TO DO :: Rewrite every one of the records below with "thickest" replaced by "widest" and everything else left unchanged. Leave the pictures out of your answer.

INFORMATION SHOWN ::

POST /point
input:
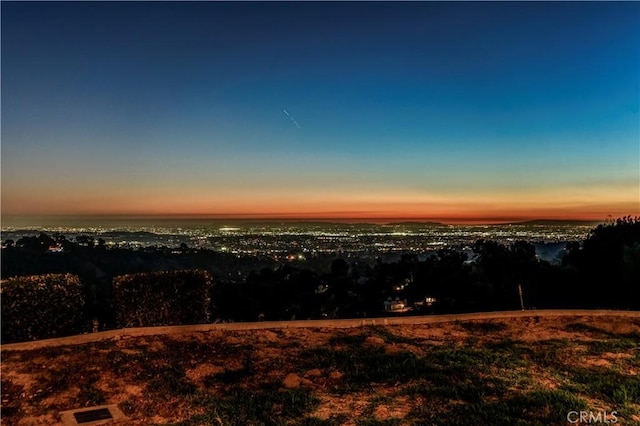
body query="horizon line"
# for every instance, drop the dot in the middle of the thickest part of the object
(494, 220)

PROBLEM SOLUTION ::
POST /point
input:
body query="horizon line"
# for every instance, drop the dot in the middle of the widest part of the object
(494, 220)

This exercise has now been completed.